** TASK ITEM **
In the entries that follow, identify the line containing "turtle? Each instance should receive its own outline." and return it together with all later lines, exactly as they appear.

LISTED ENTRIES: Begin

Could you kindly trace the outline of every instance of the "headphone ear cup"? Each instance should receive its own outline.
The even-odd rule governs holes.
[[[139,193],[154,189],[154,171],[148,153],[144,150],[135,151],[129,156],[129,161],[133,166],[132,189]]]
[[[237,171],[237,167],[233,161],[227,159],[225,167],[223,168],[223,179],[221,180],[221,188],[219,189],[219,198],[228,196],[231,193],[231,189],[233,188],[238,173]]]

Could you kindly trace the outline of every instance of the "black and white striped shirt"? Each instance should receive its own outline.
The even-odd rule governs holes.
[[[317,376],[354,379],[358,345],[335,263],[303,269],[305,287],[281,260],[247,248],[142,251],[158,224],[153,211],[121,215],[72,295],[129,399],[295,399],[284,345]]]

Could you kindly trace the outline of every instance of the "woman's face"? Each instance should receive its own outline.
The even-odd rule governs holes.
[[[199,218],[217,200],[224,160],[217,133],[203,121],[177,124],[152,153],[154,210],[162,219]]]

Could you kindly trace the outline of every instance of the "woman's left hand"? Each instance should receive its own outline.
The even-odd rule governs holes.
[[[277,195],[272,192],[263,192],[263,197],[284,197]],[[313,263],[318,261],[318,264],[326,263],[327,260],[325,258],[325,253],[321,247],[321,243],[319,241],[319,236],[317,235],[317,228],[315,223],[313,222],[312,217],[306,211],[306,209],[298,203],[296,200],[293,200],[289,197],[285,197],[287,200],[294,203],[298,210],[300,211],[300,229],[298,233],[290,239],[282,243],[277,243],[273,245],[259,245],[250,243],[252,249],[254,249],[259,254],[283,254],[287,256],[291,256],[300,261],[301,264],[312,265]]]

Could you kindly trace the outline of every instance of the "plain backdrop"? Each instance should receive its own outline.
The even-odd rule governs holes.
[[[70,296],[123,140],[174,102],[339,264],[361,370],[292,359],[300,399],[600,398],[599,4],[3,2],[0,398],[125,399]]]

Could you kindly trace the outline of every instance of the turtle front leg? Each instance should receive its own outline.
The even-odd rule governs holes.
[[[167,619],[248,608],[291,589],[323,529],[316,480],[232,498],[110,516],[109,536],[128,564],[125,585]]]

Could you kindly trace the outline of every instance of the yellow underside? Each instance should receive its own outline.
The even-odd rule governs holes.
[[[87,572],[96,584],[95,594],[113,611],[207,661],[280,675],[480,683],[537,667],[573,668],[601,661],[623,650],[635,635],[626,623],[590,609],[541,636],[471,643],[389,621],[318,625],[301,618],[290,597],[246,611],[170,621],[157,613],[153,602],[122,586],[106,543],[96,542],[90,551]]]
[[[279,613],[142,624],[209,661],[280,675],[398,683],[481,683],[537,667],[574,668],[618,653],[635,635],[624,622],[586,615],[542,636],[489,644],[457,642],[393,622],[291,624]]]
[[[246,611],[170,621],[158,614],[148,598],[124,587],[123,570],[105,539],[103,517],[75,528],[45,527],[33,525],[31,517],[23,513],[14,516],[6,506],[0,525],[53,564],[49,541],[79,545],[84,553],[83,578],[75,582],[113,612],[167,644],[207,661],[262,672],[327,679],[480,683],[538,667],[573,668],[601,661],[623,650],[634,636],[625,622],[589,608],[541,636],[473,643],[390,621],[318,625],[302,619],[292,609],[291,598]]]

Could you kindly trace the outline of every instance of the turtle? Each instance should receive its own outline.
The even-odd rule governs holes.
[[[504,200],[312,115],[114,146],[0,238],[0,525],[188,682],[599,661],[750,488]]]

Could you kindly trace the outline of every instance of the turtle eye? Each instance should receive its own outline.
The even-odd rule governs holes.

LISTED ENTRIES: End

** YOUR SOLUTION **
Could you kindly trace the outline of every instance of the turtle? Each instance should receive its own outline.
The even-odd rule governs holes.
[[[504,200],[312,115],[114,146],[0,238],[0,525],[188,682],[599,661],[750,488]]]

Could you kindly trace the outline of every instance of the turtle eye? Each instance should receive its own outline.
The even-odd rule governs holes.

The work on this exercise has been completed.